--- Exercise passage ---
╔══

Toenail disorders can be embarrassing and even painful. The most common toenail disorder is referred to as an ingrown toenail in which the curve of the nail penetrates the skin. The disorder causes the skin to swell and fill with puss. There are a variety of other toenail disorders that can develop, which may be bacterial and injury related. Fungal disorders are the most difficult to treat and can even recur after treatment.
Disorders that Begin with Onych
There are several toenail disorders that begin with “onych,” which is a Greek word meaning “nail.” Onychia is brought on by bacteria and causes the skin around the toenail to swell and weep. Sometimes the toenail may even fall off. According to the University of California, San Francisco, onychomadesis is another toenail disorder that is often associated with cancer and chemotherapy. The condition can result in the toenail’s complete separation from the nail bed. Toenail discoloration and deformity is a condition that is referred to as onychodystrophy.
Trauma can cause a toenail disorder that is known as subungual hematoma. The National Center for Emergency Medicine Informatics explains that nail trauma can cause extreme pain that can last for several hours. Eventually the toenail may turn black and blue and fall off. A new toenail will usually grow in within two to six months.
The same fungal organism that is responsible for causing ringworm is also responsible for causing a toenail infection known as onychomycosis. According to Merck, the infection is known to cause toenail thickening, discoloration and chalky appearance. In some cases, the toenail may even begin to crumble. Paronychia is another toenail disorder that is caused by a fungus. Toenails that are affected by paronychia often develop infections where the nail and skin meet.
Toenail disorders can also be caused by mineral deficiencies in the body. For instance, an iron deficiency can result in a toenail disorder known as koilonychia. According to the U.S. National Library of Medicine, toenails that are afflicted with koilonychia are flat and wavy in appearance. The concave depressions often run horizontally across the surface of the toenail.
Many toenail disorders can be successfully treated if they are caught in the early stages. Ingrown toenails that become infected are often treated with antibiotics and sometimes surgery to remove the toenail if there is a continuous problem. The university of Maryland Medical Center explains that fungal and bacterial infections are most often treated with a combination of antibacterial and antifungal medications. Cases of extreme bacterial infection are treated with oral antibiotics, as well.

╚══

--- Study material ---

╔══

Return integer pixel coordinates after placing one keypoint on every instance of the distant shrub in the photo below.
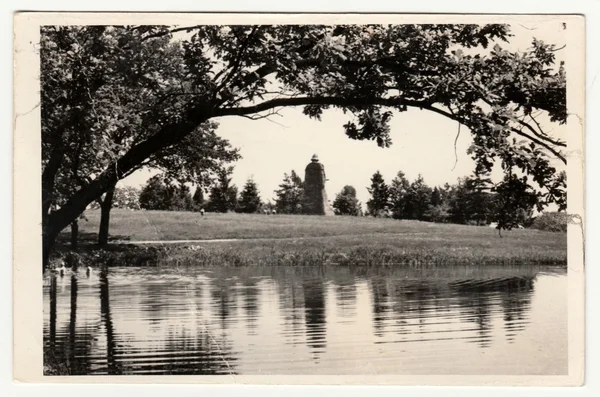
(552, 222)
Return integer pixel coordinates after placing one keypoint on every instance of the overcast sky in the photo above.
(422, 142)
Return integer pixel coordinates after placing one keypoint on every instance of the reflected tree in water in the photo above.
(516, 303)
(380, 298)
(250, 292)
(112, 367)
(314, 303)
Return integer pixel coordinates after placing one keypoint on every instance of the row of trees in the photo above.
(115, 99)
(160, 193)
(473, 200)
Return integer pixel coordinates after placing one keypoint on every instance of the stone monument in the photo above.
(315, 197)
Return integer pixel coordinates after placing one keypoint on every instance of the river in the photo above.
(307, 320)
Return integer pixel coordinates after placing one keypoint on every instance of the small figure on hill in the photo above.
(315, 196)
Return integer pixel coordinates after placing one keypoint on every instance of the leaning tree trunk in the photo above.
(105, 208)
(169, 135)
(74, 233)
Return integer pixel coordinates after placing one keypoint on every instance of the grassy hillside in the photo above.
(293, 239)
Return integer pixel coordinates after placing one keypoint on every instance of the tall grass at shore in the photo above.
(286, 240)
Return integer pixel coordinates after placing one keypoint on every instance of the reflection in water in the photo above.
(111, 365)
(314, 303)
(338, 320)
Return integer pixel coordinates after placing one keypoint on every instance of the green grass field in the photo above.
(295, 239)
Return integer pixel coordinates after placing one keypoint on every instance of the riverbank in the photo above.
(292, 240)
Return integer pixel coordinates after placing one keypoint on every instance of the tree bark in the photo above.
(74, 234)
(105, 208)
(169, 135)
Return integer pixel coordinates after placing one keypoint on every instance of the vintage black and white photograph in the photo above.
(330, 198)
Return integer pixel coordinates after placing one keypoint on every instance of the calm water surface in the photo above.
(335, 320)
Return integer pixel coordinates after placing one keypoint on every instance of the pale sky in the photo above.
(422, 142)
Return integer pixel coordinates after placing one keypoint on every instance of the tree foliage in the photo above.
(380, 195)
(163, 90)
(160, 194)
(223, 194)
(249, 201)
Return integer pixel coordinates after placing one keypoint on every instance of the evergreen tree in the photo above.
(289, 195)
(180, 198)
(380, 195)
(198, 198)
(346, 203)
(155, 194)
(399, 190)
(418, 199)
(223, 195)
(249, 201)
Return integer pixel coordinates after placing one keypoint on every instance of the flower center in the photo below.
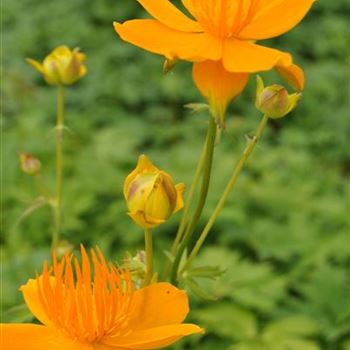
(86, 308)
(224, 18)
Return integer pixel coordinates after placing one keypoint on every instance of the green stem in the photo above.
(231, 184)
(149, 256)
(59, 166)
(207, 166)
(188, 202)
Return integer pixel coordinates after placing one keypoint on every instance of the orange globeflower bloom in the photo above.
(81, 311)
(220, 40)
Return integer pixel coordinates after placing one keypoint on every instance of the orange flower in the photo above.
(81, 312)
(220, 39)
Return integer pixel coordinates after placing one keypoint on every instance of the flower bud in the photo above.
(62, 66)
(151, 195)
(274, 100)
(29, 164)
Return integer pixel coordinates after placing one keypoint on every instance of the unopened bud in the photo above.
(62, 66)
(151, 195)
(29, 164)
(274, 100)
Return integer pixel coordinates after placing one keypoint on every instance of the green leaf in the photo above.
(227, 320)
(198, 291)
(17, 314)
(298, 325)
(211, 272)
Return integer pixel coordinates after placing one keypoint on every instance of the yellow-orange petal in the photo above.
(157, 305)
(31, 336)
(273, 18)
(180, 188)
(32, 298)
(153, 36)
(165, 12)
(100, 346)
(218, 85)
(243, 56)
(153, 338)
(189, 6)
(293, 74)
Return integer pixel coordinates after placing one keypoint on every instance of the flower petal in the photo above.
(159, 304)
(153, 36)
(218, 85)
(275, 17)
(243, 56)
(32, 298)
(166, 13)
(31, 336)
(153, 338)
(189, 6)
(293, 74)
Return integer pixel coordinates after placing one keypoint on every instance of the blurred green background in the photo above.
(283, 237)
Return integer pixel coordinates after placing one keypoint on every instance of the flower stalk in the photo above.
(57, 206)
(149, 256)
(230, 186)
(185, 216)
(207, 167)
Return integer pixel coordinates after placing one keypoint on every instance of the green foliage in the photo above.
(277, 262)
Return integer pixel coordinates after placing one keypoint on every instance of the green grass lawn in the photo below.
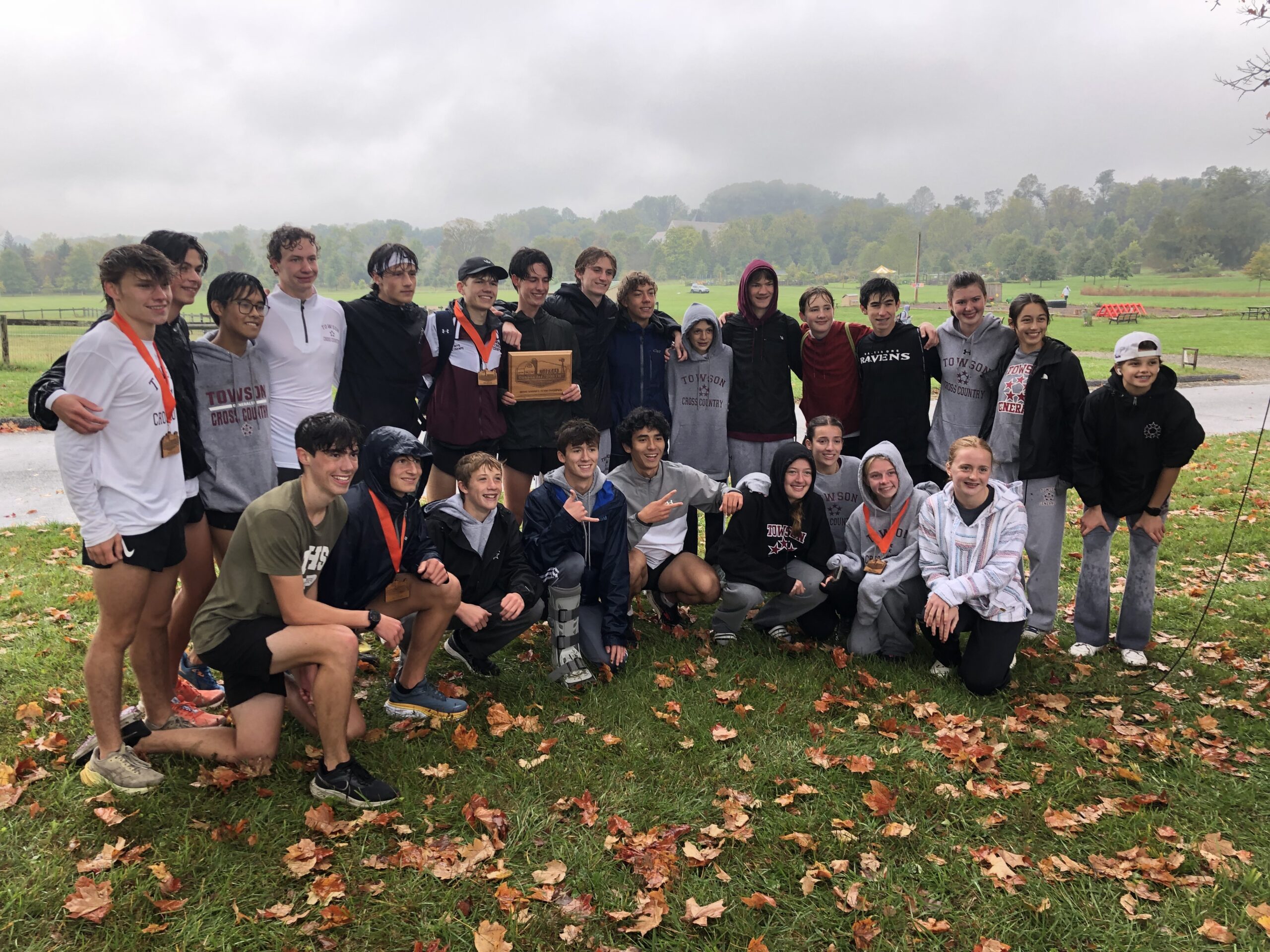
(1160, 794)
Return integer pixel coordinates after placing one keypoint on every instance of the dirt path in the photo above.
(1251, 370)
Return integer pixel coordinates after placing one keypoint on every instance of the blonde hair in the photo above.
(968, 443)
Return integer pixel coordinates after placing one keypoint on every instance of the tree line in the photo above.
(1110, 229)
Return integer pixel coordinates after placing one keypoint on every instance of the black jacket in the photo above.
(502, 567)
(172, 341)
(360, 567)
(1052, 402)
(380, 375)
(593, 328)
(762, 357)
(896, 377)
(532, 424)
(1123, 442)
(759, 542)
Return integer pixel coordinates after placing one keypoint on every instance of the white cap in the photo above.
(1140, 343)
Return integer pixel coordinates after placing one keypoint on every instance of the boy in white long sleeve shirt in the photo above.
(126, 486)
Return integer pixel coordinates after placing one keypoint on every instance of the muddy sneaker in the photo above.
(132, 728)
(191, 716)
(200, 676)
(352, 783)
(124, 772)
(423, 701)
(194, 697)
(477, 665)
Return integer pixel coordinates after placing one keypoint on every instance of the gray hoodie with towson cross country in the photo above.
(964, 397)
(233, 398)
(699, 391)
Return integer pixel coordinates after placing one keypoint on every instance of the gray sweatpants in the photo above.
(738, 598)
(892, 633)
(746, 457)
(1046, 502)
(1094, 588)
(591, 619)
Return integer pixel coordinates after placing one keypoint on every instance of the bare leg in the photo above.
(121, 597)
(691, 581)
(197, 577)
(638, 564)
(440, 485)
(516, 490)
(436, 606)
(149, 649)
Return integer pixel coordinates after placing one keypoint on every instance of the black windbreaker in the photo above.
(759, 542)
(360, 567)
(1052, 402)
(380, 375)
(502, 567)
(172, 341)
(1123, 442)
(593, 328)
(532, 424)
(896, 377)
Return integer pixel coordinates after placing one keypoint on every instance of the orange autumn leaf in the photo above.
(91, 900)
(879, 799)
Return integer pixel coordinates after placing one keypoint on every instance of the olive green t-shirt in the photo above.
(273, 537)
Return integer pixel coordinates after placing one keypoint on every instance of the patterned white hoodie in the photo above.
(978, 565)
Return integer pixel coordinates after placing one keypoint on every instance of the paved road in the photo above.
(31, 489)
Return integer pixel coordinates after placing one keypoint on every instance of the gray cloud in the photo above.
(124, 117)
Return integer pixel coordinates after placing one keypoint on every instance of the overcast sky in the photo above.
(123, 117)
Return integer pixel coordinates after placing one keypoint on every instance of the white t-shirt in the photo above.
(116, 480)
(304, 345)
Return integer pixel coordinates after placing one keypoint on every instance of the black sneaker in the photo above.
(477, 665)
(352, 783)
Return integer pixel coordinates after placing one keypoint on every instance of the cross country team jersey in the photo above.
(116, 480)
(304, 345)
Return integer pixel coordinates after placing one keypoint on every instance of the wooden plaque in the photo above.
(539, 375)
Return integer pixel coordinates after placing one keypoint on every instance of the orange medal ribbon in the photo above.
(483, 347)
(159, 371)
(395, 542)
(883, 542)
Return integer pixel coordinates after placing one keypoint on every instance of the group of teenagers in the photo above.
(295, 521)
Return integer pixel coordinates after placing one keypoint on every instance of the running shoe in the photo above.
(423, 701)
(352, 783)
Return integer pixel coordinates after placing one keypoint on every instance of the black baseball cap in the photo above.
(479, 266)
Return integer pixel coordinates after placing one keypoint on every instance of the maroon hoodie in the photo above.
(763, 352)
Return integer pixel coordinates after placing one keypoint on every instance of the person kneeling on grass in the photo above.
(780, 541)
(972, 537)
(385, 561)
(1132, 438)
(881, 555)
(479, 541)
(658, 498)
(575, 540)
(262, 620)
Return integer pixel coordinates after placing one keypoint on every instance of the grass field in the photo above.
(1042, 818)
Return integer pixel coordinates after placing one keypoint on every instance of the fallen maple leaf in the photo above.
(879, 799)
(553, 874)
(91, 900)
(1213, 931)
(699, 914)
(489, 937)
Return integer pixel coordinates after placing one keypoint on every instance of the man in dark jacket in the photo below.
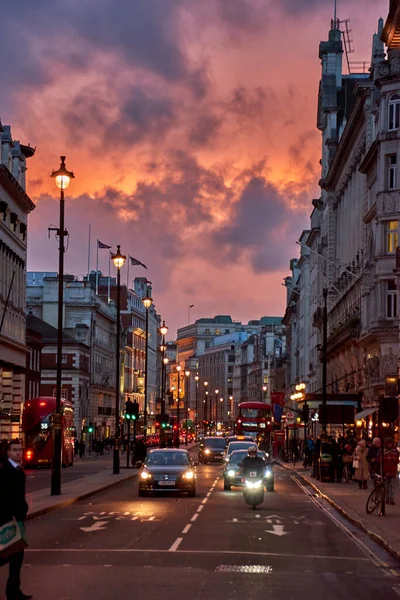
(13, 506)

╚══
╔══

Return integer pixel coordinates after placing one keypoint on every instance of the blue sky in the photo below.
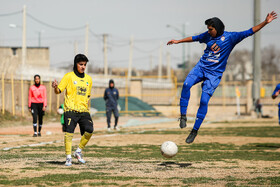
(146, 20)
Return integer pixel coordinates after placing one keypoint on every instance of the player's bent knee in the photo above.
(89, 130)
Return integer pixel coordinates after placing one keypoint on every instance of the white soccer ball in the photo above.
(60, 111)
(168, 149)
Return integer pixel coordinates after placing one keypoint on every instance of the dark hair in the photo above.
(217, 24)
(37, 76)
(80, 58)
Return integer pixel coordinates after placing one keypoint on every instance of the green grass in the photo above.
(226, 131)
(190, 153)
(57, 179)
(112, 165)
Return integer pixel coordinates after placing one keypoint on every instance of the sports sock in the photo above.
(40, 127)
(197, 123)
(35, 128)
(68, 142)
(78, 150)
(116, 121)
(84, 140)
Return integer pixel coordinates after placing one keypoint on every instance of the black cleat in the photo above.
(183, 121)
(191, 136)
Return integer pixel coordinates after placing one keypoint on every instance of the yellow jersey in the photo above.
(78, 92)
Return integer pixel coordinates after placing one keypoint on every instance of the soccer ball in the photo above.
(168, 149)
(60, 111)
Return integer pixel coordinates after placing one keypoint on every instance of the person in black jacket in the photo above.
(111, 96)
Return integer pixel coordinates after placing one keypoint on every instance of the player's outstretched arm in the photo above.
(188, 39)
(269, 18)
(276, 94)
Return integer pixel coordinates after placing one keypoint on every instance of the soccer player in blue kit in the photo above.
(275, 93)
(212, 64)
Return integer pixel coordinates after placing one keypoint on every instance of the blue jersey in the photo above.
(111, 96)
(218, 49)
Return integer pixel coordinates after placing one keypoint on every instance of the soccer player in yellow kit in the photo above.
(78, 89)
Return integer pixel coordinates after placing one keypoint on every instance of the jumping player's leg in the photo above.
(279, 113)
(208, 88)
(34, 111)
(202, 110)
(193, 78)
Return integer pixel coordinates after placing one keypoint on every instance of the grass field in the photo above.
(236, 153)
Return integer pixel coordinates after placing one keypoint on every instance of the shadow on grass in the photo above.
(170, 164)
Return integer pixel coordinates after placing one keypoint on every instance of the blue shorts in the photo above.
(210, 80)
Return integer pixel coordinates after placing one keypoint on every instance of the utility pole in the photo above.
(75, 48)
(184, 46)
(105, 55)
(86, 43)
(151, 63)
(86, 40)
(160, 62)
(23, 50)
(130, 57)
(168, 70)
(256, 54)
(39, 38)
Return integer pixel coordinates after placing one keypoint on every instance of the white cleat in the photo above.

╚══

--- About this task ---
Repeat word for word the portion of the toenail disorders text above, starting with "Toenail disorders can be embarrassing" and going on through "recur after treatment.".

--- Written response ---
Toenail disorders can be embarrassing and even painful. The most common toenail disorder is referred to as an ingrown toenail in which the curve of the nail penetrates the skin. The disorder causes the skin to swell and fill with puss. There are a variety of other toenail disorders that can develop, which may be bacterial and injury related. Fungal disorders are the most difficult to treat and can even recur after treatment.